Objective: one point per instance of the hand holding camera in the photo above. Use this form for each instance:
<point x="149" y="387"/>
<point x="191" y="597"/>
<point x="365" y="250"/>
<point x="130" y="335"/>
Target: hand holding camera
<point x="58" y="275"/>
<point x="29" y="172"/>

——

### Exercise description
Working through the records above, copy each one exactly.

### Written reply
Objective: one point per instance of the hand holding camera in the photo above. Use this form for each instance:
<point x="149" y="387"/>
<point x="191" y="597"/>
<point x="365" y="250"/>
<point x="130" y="335"/>
Target: hand holding camera
<point x="58" y="275"/>
<point x="29" y="172"/>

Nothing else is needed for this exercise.